EXERCISE DIRECTIONS :: With the line containing "the green pumpkin" as the first line and the last line of the records as the final one, reproduce that range exactly.

(MATERIAL PROVIDED Opens)

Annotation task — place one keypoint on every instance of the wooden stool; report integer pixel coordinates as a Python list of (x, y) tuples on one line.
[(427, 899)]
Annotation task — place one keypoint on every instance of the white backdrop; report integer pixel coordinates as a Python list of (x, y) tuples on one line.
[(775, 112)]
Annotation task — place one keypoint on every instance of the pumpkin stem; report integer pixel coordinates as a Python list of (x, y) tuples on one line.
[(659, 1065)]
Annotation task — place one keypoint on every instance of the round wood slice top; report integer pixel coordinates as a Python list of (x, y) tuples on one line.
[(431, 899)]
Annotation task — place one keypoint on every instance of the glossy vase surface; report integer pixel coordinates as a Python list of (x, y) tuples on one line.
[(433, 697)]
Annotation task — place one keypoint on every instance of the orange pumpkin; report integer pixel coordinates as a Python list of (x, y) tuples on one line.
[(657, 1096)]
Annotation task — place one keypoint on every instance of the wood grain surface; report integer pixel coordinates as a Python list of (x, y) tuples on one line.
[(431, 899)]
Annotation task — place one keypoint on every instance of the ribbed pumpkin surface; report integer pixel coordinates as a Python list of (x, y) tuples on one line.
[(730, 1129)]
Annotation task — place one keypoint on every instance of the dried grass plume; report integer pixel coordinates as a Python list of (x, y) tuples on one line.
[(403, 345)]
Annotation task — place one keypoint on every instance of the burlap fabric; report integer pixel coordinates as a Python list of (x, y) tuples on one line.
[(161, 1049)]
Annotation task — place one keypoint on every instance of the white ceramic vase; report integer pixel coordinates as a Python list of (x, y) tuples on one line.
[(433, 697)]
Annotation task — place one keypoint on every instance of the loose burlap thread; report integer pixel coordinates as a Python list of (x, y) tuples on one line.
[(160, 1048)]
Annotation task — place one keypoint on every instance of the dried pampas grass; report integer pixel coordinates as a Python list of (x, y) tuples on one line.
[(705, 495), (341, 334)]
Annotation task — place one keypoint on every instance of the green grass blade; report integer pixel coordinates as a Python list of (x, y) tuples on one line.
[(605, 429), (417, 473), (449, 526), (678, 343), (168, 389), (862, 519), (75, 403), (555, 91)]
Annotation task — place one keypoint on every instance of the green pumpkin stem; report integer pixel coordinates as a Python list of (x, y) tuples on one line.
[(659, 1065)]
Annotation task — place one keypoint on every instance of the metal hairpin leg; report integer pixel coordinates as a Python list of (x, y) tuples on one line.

(MATERIAL PROVIDED Closes)

EXPECTED ANSWER ::
Annotation task — place one keypoint on every instance of the green pumpkin stem; report integer pixel coordinates as a Python list of (x, y) tuples on one line.
[(659, 1065)]
Annotation task — place one keypoint on every instance of the metal hairpin leg; report integer pixel coordinates as a Python list of (x, y) tuples on one line.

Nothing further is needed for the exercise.